───── Extracted entries

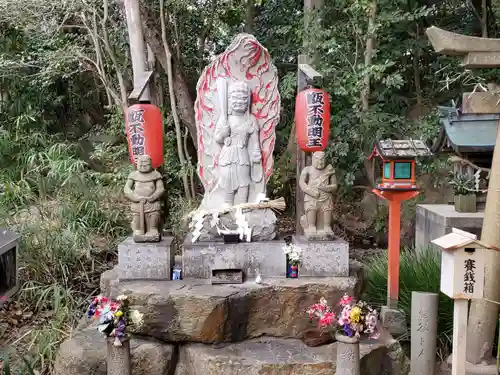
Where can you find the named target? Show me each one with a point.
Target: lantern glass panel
(387, 170)
(402, 170)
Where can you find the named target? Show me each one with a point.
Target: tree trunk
(483, 315)
(177, 123)
(416, 68)
(185, 103)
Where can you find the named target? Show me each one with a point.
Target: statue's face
(239, 101)
(319, 160)
(144, 164)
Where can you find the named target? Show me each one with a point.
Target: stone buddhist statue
(318, 182)
(144, 188)
(240, 158)
(237, 109)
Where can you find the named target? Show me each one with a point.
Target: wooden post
(460, 312)
(393, 251)
(137, 52)
(306, 77)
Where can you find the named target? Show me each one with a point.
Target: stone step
(196, 311)
(85, 353)
(277, 356)
(320, 258)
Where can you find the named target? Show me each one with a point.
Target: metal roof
(469, 132)
(401, 149)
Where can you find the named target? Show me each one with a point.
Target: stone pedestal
(424, 316)
(394, 321)
(118, 358)
(436, 220)
(145, 261)
(348, 360)
(266, 258)
(323, 258)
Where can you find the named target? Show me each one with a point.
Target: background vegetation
(64, 76)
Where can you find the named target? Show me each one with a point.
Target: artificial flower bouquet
(113, 316)
(353, 319)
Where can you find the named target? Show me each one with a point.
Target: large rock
(277, 356)
(85, 354)
(196, 311)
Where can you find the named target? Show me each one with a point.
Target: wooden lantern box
(462, 264)
(9, 277)
(398, 157)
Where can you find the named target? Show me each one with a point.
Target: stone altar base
(436, 220)
(85, 354)
(479, 369)
(145, 261)
(320, 258)
(195, 310)
(323, 258)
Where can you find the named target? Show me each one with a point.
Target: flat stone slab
(329, 258)
(436, 220)
(196, 311)
(145, 261)
(275, 356)
(265, 257)
(85, 353)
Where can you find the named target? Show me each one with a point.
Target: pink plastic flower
(345, 300)
(327, 319)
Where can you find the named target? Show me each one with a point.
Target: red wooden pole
(394, 197)
(393, 252)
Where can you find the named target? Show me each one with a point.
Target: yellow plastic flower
(355, 314)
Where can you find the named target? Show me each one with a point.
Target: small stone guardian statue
(144, 188)
(318, 182)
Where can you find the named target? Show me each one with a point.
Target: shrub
(418, 272)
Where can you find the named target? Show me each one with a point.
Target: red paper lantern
(144, 125)
(312, 119)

──────────

- **Goal of the exercise**
Write out each line of the data exactly; the images should be left out.

- **Exercise solution**
Where can you find the named target? Show me each one with a point.
Target: lantern glass panel
(387, 170)
(402, 170)
Where can you find the named target? Show me each one with a point.
Target: tree trunk
(483, 315)
(177, 123)
(416, 68)
(185, 103)
Where can you find the named target? Show me each one with a point.
Target: statue's face
(239, 101)
(319, 160)
(144, 164)
Where can you find the named target? Show me each one with a point.
Target: stone buddhist statue
(318, 182)
(144, 188)
(240, 158)
(237, 109)
Where can you find the named target? Show me each one with a point.
Target: wooden post
(460, 312)
(393, 251)
(137, 52)
(306, 77)
Where can you find the named target? Show me each one with a point.
Target: stone step
(196, 311)
(85, 353)
(277, 356)
(320, 258)
Where can you find the named target? Show me each one with a point.
Target: metal roof
(469, 132)
(401, 149)
Where can you find the named target? Show me each one with a point.
Target: stone pedestal
(424, 316)
(394, 321)
(118, 358)
(436, 220)
(145, 261)
(348, 360)
(266, 258)
(323, 258)
Where can you find the named target? Show me each one with a point.
Target: background vegetation
(64, 76)
Where can you find the named target? Show me each one with a point.
Target: artificial flower bouquet
(113, 316)
(353, 319)
Where can you find the named target? Show me each one with a point.
Target: large rock
(277, 356)
(85, 354)
(196, 311)
Where can you find the named target? Show me each one with a point.
Target: wooden lantern box
(462, 264)
(9, 277)
(398, 157)
Where can you find the named target? Show me each one with a point.
Target: stone altar base
(436, 220)
(85, 354)
(479, 369)
(145, 261)
(320, 258)
(195, 310)
(323, 258)
Where can you find the named target? Show me each one with a point.
Target: flat stone slab
(329, 258)
(436, 220)
(196, 311)
(145, 261)
(275, 356)
(265, 257)
(85, 353)
Where can you find the named target? Show me each one with a point.
Target: pink plastic flower
(345, 300)
(327, 319)
Where can you find the named target? Show me each one with a point.
Target: red wooden pole
(394, 197)
(393, 252)
Where can you find the named target? Show me each one with a point.
Target: yellow plastic flower
(355, 314)
Where can you find the named target? Show me each one with a point.
Target: small stone guardian statue
(144, 188)
(318, 182)
Where can you find the named target? Show me each one with a point.
Target: shrub
(418, 272)
Where can you find the named target? Show me each one with a point.
Target: red paper lantern
(144, 125)
(312, 119)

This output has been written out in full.